** DIRECTIONS FOR THIS TASK **
Output the rows as a numbered list, beginning at the line that has "In this photo, where can the barn" and stopping after the line that has "[1270, 570]". Skip blank lines and leave the pictures out.

** DATA FOR THE TASK **
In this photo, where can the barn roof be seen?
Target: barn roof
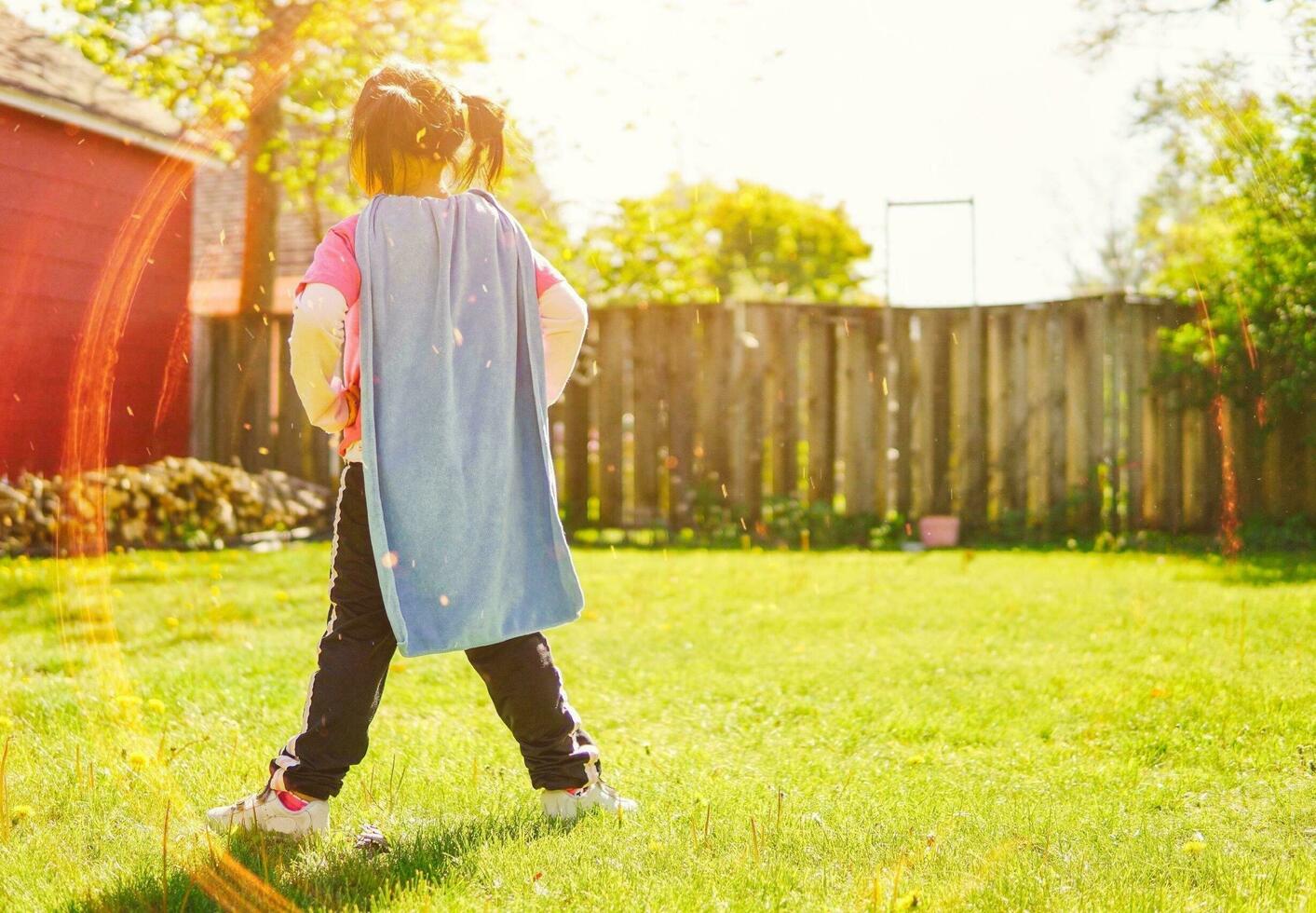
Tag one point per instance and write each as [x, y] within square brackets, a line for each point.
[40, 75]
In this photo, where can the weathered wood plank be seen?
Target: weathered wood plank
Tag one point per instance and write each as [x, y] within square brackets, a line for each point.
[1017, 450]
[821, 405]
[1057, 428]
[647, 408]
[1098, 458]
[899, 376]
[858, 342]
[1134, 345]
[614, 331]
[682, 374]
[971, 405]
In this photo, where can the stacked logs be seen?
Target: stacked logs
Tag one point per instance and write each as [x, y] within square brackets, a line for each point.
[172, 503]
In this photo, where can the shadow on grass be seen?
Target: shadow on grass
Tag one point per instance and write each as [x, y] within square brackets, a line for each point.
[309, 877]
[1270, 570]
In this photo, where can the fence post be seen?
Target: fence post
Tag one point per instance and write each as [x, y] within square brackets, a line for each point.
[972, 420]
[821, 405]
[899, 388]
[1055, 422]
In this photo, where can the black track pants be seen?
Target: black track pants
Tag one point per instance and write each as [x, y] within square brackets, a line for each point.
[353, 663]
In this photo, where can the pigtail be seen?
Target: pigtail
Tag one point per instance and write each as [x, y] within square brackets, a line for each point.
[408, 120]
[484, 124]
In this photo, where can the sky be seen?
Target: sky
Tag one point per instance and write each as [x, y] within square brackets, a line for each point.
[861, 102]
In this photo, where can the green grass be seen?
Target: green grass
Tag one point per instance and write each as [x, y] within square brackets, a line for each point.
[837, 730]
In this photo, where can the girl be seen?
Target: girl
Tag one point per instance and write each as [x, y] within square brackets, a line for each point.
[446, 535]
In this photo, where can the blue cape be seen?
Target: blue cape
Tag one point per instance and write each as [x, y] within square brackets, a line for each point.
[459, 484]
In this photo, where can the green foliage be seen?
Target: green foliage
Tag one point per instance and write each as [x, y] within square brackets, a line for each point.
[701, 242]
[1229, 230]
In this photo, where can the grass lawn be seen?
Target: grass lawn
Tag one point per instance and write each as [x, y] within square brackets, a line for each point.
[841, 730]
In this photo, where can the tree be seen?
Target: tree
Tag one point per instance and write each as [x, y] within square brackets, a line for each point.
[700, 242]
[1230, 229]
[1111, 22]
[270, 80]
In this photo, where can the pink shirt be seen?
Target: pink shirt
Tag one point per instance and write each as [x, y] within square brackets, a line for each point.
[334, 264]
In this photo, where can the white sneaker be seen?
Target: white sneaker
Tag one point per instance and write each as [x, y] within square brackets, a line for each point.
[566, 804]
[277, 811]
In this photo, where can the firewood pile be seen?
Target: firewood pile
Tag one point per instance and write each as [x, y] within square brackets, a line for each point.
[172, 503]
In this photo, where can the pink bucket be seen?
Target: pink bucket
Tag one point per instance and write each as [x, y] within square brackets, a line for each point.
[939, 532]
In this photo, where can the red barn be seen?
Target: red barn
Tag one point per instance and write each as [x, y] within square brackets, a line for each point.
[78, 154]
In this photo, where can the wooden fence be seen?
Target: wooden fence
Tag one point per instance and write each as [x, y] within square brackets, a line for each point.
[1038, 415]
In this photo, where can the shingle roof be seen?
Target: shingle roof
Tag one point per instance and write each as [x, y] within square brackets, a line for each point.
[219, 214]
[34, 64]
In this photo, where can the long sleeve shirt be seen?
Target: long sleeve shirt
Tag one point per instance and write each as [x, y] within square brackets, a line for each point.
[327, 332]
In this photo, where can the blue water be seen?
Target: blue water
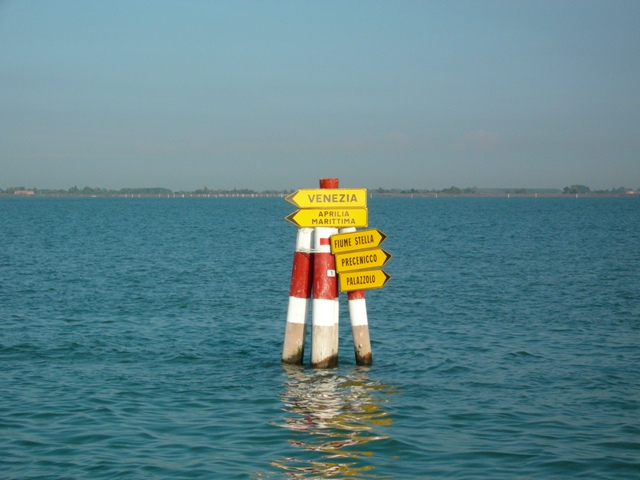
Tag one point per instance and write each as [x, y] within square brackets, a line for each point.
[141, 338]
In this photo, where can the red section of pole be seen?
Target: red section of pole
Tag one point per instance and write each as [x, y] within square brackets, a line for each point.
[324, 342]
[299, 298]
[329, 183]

==

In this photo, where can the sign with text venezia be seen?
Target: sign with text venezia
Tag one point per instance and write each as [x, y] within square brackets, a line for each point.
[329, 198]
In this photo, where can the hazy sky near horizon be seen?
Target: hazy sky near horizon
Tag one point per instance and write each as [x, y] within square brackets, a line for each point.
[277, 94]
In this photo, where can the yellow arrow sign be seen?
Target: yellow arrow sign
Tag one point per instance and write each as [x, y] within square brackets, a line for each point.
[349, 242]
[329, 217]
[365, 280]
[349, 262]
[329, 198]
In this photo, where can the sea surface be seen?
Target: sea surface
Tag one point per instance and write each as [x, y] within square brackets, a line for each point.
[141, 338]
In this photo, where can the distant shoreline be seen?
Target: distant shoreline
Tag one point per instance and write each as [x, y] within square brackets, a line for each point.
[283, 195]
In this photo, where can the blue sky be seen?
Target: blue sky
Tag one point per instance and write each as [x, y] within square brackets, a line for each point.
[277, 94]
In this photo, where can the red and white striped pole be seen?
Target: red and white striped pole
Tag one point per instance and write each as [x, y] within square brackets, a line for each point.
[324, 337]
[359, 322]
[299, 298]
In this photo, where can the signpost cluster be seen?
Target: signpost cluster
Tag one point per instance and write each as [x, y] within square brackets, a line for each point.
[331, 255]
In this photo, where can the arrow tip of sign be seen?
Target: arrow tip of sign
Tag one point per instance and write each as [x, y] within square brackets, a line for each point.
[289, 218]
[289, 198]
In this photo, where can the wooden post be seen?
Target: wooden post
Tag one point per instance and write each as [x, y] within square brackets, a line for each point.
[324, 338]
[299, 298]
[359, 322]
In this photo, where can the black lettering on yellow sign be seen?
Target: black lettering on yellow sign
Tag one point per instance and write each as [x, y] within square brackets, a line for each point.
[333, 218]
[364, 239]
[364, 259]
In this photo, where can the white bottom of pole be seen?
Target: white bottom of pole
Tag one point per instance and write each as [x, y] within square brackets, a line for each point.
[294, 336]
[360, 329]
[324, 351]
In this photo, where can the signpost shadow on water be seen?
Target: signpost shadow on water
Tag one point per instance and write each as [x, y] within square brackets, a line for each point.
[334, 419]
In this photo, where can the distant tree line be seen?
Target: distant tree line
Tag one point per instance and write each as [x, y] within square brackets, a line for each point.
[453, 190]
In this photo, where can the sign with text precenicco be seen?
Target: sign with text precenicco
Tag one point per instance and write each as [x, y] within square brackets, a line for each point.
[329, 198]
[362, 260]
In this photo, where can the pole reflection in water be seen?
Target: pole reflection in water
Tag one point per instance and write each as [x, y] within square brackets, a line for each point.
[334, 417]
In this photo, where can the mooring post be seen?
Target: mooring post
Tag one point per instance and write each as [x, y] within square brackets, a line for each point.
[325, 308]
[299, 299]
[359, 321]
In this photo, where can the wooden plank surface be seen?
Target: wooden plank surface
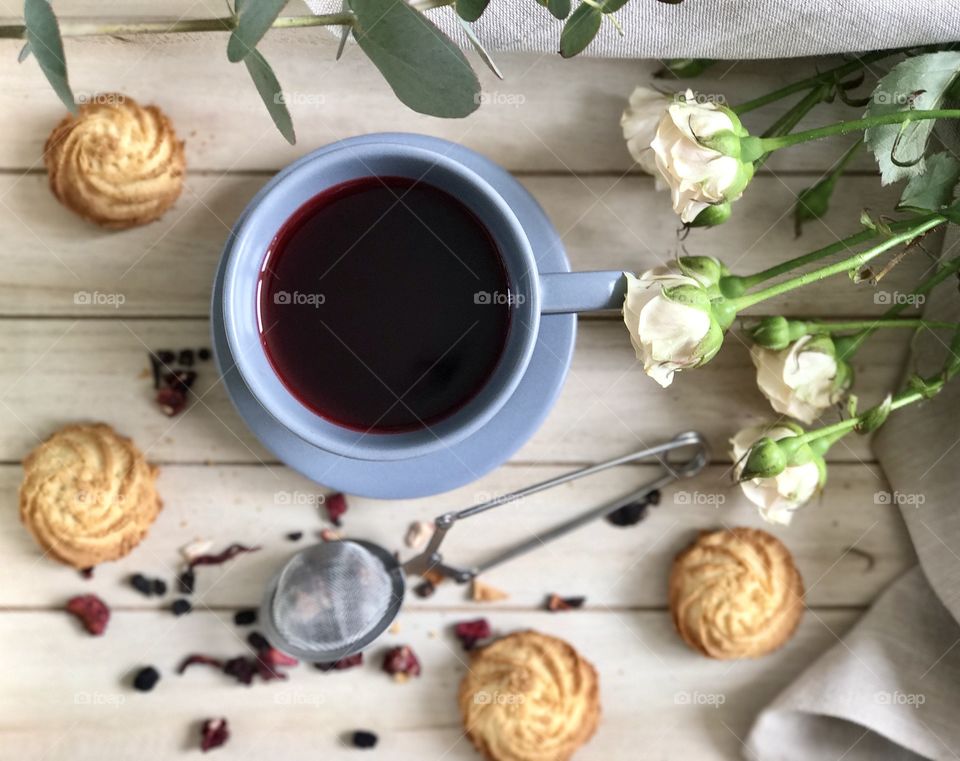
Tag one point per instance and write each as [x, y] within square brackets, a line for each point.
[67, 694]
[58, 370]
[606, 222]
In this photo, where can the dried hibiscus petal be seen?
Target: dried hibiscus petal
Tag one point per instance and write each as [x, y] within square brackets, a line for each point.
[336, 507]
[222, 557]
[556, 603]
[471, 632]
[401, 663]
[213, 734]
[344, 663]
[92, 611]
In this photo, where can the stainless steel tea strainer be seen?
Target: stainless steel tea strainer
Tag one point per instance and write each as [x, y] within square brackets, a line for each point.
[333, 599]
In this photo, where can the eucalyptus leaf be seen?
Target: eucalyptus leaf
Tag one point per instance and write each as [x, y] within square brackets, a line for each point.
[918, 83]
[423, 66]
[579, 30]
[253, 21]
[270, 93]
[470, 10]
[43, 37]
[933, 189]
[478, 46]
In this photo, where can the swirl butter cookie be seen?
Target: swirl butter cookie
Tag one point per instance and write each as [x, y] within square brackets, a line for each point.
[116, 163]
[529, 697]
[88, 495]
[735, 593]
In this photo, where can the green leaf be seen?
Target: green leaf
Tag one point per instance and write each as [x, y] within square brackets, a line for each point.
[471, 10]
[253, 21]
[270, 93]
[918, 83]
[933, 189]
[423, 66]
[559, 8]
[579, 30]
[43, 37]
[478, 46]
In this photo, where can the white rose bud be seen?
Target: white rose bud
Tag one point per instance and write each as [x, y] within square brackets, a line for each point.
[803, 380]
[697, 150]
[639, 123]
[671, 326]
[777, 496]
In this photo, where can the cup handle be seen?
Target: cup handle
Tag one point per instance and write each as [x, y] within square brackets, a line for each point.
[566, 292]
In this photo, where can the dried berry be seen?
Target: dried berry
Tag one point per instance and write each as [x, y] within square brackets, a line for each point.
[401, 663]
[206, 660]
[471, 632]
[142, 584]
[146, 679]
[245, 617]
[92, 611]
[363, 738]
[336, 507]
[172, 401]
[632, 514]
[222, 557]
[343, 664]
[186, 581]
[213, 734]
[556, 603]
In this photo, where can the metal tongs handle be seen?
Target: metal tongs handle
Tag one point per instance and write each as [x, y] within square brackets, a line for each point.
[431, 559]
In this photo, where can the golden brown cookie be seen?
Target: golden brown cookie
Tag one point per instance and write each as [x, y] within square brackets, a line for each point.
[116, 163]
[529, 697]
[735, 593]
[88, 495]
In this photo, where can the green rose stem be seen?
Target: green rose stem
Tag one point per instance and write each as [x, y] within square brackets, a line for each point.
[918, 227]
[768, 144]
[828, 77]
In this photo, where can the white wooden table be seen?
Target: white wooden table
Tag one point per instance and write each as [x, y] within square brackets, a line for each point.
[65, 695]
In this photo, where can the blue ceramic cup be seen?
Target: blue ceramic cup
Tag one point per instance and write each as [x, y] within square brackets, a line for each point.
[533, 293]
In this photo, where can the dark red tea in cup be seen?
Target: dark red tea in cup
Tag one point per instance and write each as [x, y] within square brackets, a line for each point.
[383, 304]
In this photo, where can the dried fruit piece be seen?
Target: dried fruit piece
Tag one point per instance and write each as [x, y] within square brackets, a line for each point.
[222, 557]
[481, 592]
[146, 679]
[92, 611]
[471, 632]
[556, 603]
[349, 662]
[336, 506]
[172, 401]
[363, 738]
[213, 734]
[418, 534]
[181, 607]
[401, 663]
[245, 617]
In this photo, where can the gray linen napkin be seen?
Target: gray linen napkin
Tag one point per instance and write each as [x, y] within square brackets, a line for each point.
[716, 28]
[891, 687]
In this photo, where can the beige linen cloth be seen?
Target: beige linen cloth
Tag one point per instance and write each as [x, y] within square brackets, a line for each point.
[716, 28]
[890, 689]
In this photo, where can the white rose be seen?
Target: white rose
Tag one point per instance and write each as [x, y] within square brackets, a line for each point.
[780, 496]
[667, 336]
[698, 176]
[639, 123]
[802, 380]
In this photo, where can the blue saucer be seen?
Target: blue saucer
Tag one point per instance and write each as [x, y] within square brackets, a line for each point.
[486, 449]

...

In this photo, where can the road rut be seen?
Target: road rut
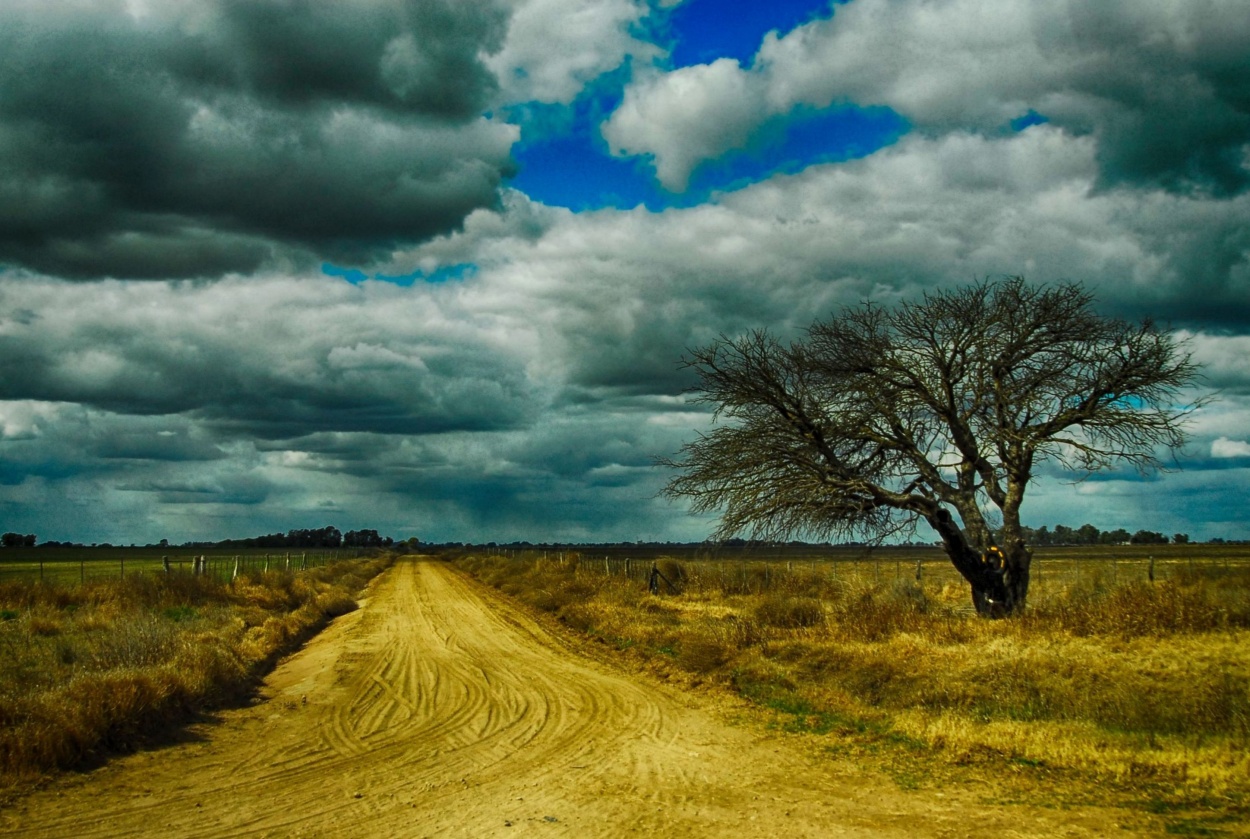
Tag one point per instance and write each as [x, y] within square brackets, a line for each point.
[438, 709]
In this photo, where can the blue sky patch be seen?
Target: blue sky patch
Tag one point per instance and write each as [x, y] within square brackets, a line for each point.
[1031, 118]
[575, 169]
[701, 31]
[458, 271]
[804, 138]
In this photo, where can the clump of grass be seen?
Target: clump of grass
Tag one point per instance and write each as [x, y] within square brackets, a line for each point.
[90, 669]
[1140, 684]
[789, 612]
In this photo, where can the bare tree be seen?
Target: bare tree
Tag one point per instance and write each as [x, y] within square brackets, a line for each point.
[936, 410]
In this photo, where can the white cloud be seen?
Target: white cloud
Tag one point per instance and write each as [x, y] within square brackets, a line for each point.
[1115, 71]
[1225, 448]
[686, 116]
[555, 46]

** COMPLETE OUTPUT **
1. In this photo, where can the barn roof be seen?
2. Target: barn roof
3. Tag one point per instance and write each as [x, y] within square brackets, a line for each point.
4. [40, 75]
5. In this photo, where can the weathered wood plank be seen?
6. Target: weathered wood plank
7. Tag one point per instance and write each as [x, y] within square brackets, a line for each point.
8. [1017, 450]
9. [821, 405]
10. [1057, 428]
11. [647, 408]
12. [1098, 458]
13. [899, 376]
14. [858, 342]
15. [1134, 345]
16. [614, 331]
17. [682, 374]
18. [971, 405]
19. In this photo, where can the stacked logs be seen?
20. Target: stacked logs
21. Tag one point per instance and write each as [x, y] within square brackets, a line for each point.
22. [172, 503]
23. In this photo, where can the shadow on grass be seen?
24. Target: shadow on grass
25. Tag one point per instance and write each as [x, y] within square brackets, a line for each point.
26. [309, 877]
27. [1270, 570]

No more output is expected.